Consegna 1: Trova, fra le righe più sotto, ognuna di quelle che contengono la parola "standing" e ricopiala.

Blocco di testo:
----

L’occasione era ovviamente quella di presentare al pubblico i due film che avrebbero dovuto celebrare in pompa magna il decennale del franchise. Le cose che i giornalisti si sentono raccontare in queste conferenze sono il più delle volte banalità: “Ho cercato di creare il mio Ju-on avendo bene in mente che stavo lavorando ad un'opera horror che rappresenta tutto il Giappone” (Ryuta Miyake, regista); “Ho avuto paura e ho pianto quando ho letto la sceneggiatura per la prima volta. Ho pensato: non posso farlo" (Akina Minami, attrice); “Sono onorato di poter partecipare alla serie Ju-on. Il risultato finale è piuttosto spaventoso" (Hiroki Suzuki, attore); “Sono sempre stato un grande fan della serie, e quando mi hanno proposto di realizzare un nuovo capitolo ho deciso di trasformare un fantasma bianco in uno più personale, completamente nero” (Mari Asato, regista).

----

Consegna 2: Trascrivi integralmente il testo qui sopra sulla presentazione dei due film di Ju-on, senza cambiare nulla.

Una sequenza di righe:
----

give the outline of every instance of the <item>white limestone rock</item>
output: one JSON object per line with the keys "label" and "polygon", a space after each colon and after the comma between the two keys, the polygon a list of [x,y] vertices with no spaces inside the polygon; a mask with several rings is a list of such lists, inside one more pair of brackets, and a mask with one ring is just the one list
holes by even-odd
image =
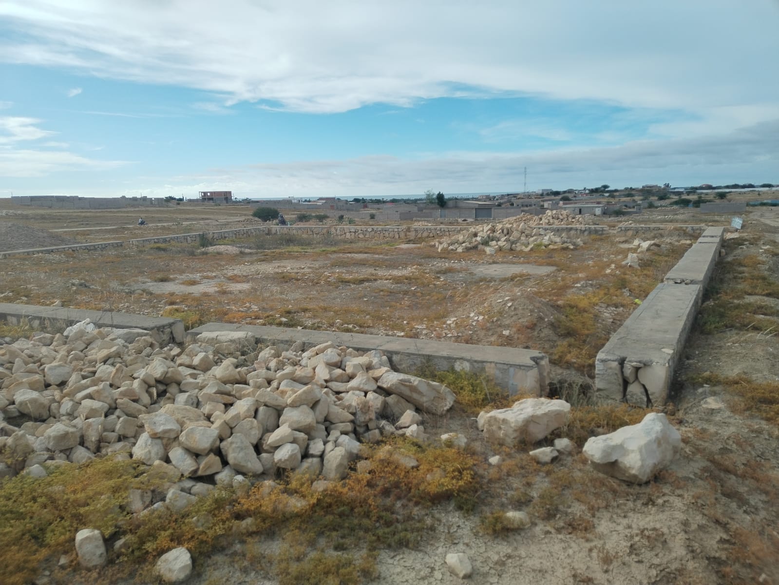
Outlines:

----

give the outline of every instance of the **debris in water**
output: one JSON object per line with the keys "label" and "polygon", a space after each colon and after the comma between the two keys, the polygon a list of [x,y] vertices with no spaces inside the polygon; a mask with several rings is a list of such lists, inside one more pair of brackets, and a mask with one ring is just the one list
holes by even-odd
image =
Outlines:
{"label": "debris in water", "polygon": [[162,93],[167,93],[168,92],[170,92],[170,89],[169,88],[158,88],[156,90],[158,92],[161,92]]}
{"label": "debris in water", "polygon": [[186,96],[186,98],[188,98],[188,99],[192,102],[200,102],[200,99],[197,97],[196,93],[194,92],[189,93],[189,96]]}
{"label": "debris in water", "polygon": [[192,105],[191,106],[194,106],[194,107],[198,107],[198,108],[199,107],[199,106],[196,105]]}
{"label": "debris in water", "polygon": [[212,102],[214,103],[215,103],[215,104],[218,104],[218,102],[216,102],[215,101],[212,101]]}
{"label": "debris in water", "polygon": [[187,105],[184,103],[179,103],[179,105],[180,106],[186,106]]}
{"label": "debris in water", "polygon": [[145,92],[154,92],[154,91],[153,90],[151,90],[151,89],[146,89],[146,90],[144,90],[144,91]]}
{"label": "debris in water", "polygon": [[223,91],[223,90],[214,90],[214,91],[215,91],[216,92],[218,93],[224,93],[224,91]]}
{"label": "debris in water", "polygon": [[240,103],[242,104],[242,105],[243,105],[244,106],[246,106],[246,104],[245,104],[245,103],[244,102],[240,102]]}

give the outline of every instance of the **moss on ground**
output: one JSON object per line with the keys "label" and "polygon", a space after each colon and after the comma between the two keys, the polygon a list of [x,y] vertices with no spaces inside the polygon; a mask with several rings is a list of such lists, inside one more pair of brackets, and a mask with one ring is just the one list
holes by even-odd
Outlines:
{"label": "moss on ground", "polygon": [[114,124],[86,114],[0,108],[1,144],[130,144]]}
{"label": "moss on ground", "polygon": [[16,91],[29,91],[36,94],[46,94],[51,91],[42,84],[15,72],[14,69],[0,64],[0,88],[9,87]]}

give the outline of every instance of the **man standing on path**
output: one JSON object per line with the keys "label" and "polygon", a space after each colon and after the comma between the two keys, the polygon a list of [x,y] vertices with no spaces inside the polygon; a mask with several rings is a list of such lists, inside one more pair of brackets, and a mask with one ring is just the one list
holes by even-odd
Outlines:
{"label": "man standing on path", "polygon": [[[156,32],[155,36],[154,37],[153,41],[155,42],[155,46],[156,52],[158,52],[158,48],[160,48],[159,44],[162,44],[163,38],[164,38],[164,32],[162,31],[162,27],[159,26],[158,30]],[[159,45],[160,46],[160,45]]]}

----

Risultato corretto 1:
give the outline of every instance of the **man standing on path**
{"label": "man standing on path", "polygon": [[[156,32],[155,36],[154,37],[153,41],[155,42],[155,46],[156,52],[158,52],[158,48],[160,48],[159,44],[162,44],[163,38],[164,38],[164,32],[162,31],[162,27],[159,26],[158,30]],[[159,45],[160,46],[160,45]]]}

Risultato corretto 2:
L’occasione era ovviamente quella di presentare al pubblico i due film che avrebbero dovuto celebrare in pompa magna il decennale del franchise. Le cose che i giornalisti si sentono raccontare in queste conferenze sono il più delle volte banalità: “Ho cercato di creare il mio Ju-on avendo bene in mente che stavo lavorando ad un'opera horror che rappresenta tutto il Giappone” (Ryuta Miyake, regista); “Ho avuto paura e ho pianto quando ho letto la sceneggiatura per la prima volta. Ho pensato: non posso farlo" (Akina Minami, attrice); “Sono onorato di poter partecipare alla serie Ju-on. Il risultato finale è piuttosto spaventoso" (Hiroki Suzuki, attore); “Sono sempre stato un grande fan della serie, e quando mi hanno proposto di realizzare un nuovo capitolo ho deciso di trasformare un fantasma bianco in uno più personale, completamente nero” (Mari Asato, regista).